§ WORK TO BE COMPLETED
Reproduce every one of the following records word for word, keeping each line in its original order.

§ RAW DATA
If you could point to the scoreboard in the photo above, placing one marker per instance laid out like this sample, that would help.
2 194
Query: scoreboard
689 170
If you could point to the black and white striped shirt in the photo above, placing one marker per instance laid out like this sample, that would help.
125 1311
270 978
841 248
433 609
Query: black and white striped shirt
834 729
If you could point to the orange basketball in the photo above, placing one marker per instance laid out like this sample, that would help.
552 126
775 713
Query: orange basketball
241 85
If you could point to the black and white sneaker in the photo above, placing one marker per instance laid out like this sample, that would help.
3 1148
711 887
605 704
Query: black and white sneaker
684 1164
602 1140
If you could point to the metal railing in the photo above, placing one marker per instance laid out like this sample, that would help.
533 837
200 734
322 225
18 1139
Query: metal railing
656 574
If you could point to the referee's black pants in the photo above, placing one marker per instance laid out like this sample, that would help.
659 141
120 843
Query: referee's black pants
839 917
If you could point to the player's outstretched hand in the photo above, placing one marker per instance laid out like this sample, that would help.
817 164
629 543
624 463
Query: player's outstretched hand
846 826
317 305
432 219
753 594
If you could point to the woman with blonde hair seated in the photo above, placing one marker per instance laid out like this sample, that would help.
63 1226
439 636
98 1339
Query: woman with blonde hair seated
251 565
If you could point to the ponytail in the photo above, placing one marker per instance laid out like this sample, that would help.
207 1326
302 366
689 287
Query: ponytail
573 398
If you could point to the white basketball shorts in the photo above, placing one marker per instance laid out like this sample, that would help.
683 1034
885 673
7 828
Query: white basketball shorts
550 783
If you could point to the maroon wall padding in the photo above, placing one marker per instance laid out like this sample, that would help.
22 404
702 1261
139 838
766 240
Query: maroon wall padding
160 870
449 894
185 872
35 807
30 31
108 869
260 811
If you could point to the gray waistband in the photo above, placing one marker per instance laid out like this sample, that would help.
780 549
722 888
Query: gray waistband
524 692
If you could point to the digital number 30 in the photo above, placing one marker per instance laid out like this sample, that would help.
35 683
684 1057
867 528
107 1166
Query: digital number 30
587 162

§ ANSWER FOR THIS EXERCISE
If you could point to the scoreboard in the photo above, placing one marker per instance laid out like this sample, that would help.
2 194
Query: scoreboard
689 170
If you could point to the black and white striped shirt in the photo above, placing one marker per instance laid out like this sample, that would help.
125 1311
270 978
841 248
433 609
Query: black and white striped shirt
834 729
If you could point to the orange basketball in the photo above, placing one marker per instance laid out like this sample, that would help.
552 126
775 713
Query: orange basketball
241 85
If you could point to the black and white sneaker in the photo above, placing one marker per instance laid out like this sample, that would help.
3 1148
711 887
605 704
Query: black and white sneaker
684 1164
602 1140
If you could point to the metal railing in the photo above, placing one marker per instance laid out like this sample, that would help.
533 837
200 734
322 225
18 1139
Query: metal railing
656 574
If you could point to the referee's black pants in the photo above, placing one marker per instance laid out like this sample, that would help.
659 141
120 843
Query: referee's black pants
839 917
If you could point to the player's outstretched hand in the photo above, placing one marker per instance laid out like this sample, that would help.
817 164
629 543
624 463
Query: player's outstretched hand
846 826
317 305
432 219
753 594
If you could point to the woman with blonde hair seated in the photo above, placing one marker per instance laid out like this sample, that would help.
63 1226
439 636
98 1339
Query: woman with blonde hair seated
251 565
If you could point to the ponytail in the photo above, placing one marker per instance laid out like this sample, that would help.
207 1326
302 366
689 287
Query: ponytail
573 398
If you could point to the white basketball shorts in the photo above, placing one marker per instance laid out like this sample, that would help.
683 1034
885 673
7 828
Query: white basketball shorts
550 783
If you could point to the maroon wall padding in the photo above, placing one marker per instance laid out like this sample, that would help.
22 404
702 1261
139 838
766 240
Query: maroon wall padding
160 870
449 894
185 872
35 807
30 31
108 869
260 811
If you could point to the gray waistband in the photo above, placing one marker per instance laid out like this sample, that would help.
780 549
722 888
Query: gray waistband
524 692
If you could point to the digital number 30 in the photo above, placing one marker per instance laid out like this sample, that would help.
35 683
684 1057
867 528
107 1166
Query: digital number 30
587 162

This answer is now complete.